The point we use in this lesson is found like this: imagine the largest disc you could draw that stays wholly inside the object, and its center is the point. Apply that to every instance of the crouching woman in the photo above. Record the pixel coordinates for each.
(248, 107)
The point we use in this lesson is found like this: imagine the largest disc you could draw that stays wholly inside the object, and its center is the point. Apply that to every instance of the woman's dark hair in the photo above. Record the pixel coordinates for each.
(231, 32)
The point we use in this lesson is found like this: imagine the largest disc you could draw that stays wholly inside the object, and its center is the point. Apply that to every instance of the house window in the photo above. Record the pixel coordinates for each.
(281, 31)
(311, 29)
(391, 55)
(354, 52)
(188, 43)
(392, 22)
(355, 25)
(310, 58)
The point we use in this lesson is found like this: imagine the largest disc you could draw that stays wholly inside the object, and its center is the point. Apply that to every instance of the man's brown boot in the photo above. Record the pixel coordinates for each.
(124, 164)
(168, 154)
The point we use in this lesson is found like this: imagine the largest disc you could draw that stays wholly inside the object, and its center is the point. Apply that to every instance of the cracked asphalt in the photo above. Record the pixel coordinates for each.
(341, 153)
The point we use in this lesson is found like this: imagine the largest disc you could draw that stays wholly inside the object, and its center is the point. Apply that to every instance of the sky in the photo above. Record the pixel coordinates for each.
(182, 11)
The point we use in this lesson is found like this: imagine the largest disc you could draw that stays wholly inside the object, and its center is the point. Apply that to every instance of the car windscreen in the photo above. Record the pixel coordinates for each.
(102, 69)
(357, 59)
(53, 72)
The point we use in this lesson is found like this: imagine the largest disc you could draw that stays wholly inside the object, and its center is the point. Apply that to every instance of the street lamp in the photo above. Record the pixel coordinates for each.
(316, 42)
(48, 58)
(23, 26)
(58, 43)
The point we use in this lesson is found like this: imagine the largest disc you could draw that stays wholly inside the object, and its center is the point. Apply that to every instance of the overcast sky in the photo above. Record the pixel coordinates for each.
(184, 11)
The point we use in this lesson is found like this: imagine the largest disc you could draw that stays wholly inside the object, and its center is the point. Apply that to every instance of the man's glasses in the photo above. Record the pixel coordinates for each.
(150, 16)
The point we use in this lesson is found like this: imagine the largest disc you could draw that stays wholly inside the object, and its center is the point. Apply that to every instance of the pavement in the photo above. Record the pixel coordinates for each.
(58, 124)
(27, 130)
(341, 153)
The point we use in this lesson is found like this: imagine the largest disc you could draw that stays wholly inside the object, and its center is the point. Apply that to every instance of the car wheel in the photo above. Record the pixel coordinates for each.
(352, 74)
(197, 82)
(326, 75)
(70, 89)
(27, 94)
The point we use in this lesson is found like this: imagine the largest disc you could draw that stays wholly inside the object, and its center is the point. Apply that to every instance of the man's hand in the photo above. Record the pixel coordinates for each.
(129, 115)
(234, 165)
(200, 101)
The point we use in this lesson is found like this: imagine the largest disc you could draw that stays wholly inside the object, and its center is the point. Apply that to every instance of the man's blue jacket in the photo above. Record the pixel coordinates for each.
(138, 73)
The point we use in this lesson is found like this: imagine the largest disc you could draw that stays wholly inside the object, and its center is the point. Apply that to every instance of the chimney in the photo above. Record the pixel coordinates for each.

▶ **Problem requirements**
An exact, line-for-line copy is required: from the line containing "the man's glasses" through the final line of the listing above, both included, with nothing else.

▶ **Output of the task**
The point we use in this lesson is found like this: imagine the largest disc you could draw that stays wholly inside the object, and its center is the point. Apply that to every instance of the man's glasses in the photo above. Record the pixel coordinates for each.
(150, 16)
The point we use in this lesson is found like this: imagine the largest disc you could draw that stays wholly inside the object, and its center is the point. Apply that to every instance of the pavement in the photo above. Record the pixel coordinates for each.
(58, 124)
(27, 130)
(341, 153)
The point we use in this lesson is found like this: imagine the largest disc you could draw that stays wholly inside the object, and its center is the point. Apply that to every instance of the car wheel in the photo above. Record the pixel coordinates for each.
(352, 74)
(197, 82)
(326, 75)
(70, 89)
(27, 94)
The point we use in this lesson is found like this: imagine the largest disc you could draw that stays wholly inside the object, and its center is the point. Apply that to every instance of the man's hand in the photo above. Record the pixel coordinates for each.
(129, 115)
(234, 165)
(200, 101)
The point we use in this lesson is found like this: imagine the largest disc you could draw that stays wholly inside the object, and its center is the point. Apply that to every instance of the man's blue jacket in the photo above. Record the pixel coordinates for each.
(138, 73)
The point we use in this lesson is found like this: imagine the largest disc you could draw that stays wholly inside the object, and its center is the point. Apply that to every instance of the chimney in the photo above. Record the pixel coordinates for each.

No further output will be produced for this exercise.